For my program we get our patient assignment the day before (instructor picks 6 patients who, among other things, are likely to stay for the next 2 days so we can see continuum of care... if you get there before the instructor you can have your pick of the 6, otherwise you get what's left) and are responsible for an 8 page clinical prep exercise.
We need to interview our patient to get their statement, their concerns/problems, assess their understanding of their condition and their discharge plans. We have to know the class, action, rationale and nursing implications (side effects, what to check before admin, when to hold) for each drug, implications of any abnormal lab values, pathophysiology of admitting diagnosis. Then we do a concept map, come up with our top nursing diagnosis with goals and interventions.
Before we pass meds we have to check off with our instructor and tell her the class, action, rationale and implications of each medicine before we give it (I type my clinical prep and make myself an extra copy so I can look over it before I get quizzed). We are required to have PDAs in my program with ePocrates essentials, which has drugs, labs, dx, etc.
I bought a clipboard that opens up and has room to store papers. In there I keep my patient care summary, med list, prep sheet info, and handouts given by my instructor. My clinical group liked it so much they all bought one. I also keep my PDA with me for reference, and for the calculator if I need to do dosage calcs.

....

### Problem to work on
Answer these questions about the nursing clinical prep text above, one per line:
1. How many pages long is the clinical prep exercise?
2. What software must students have on their PDAs?
3. What kind of clipboard did the writer buy?

....

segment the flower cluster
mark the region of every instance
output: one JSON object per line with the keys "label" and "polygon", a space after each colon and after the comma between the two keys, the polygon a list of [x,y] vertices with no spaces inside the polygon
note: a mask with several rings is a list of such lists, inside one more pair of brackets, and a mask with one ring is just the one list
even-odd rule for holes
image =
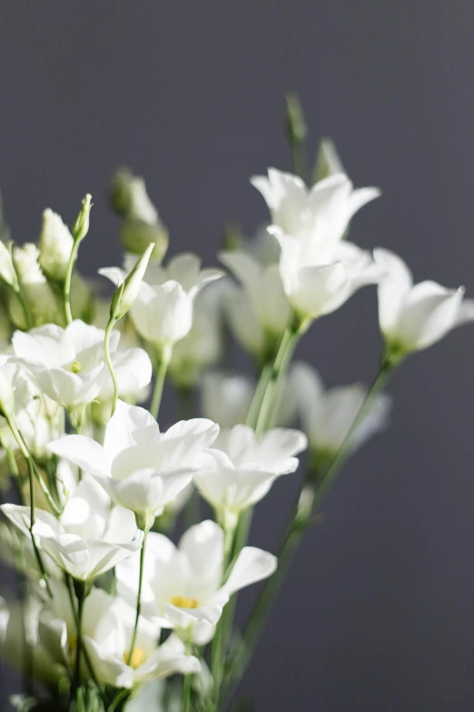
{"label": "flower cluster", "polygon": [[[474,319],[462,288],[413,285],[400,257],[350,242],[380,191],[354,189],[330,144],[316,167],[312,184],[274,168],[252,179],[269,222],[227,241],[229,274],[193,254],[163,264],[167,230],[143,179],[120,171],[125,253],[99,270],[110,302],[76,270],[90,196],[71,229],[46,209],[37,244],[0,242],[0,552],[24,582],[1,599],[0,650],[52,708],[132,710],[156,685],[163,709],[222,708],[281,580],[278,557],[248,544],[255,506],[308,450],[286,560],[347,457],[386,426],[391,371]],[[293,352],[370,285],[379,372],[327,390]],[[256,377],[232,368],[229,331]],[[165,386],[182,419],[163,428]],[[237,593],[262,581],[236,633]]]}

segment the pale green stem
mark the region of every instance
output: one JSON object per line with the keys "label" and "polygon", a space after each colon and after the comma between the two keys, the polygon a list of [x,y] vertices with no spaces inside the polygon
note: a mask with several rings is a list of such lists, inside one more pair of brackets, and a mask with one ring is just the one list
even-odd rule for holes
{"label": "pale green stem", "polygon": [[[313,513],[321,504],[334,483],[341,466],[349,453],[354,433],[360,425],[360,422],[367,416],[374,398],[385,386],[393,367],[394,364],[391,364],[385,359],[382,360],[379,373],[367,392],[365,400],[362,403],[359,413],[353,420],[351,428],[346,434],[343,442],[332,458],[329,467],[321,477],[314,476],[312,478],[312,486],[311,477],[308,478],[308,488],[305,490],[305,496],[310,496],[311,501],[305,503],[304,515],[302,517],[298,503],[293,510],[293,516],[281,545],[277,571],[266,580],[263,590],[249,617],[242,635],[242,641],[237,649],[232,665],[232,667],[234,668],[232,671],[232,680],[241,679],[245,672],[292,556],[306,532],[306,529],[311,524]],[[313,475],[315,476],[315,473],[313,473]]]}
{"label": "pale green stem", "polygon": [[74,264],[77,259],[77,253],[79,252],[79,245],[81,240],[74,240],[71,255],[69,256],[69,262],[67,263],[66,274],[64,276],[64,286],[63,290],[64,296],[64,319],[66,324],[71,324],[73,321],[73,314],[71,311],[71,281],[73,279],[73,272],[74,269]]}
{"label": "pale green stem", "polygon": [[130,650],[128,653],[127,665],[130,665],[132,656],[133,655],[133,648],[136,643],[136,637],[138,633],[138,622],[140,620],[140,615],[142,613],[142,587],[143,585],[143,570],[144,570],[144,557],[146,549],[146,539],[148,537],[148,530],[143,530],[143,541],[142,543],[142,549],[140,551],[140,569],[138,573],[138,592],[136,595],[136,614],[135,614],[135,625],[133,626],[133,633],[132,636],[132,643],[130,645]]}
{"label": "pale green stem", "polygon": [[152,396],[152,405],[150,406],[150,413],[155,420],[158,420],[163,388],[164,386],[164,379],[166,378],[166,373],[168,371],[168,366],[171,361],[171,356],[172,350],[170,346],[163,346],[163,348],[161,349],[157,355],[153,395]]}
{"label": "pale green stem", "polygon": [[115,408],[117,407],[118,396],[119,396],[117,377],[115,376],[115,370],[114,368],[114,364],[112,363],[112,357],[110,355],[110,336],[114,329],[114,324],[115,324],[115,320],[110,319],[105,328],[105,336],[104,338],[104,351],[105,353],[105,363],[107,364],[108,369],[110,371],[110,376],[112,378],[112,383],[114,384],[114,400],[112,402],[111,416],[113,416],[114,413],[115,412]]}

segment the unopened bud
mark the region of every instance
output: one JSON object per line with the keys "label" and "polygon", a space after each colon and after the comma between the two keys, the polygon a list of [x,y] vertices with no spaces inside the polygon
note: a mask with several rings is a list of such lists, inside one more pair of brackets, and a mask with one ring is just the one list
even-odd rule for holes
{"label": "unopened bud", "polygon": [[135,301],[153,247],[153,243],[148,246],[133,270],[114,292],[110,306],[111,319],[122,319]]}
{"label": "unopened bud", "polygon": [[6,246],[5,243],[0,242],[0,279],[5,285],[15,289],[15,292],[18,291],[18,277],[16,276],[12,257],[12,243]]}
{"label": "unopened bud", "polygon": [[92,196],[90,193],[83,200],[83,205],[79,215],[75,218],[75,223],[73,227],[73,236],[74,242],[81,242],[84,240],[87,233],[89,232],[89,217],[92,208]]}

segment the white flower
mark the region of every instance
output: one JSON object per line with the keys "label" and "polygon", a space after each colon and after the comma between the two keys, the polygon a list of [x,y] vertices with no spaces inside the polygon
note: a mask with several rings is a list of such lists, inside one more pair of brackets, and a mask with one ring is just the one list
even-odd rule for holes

....

### Written reply
1. Eight pages.
2. ePocrates essentials.
3. One that opens up and has room to store papers.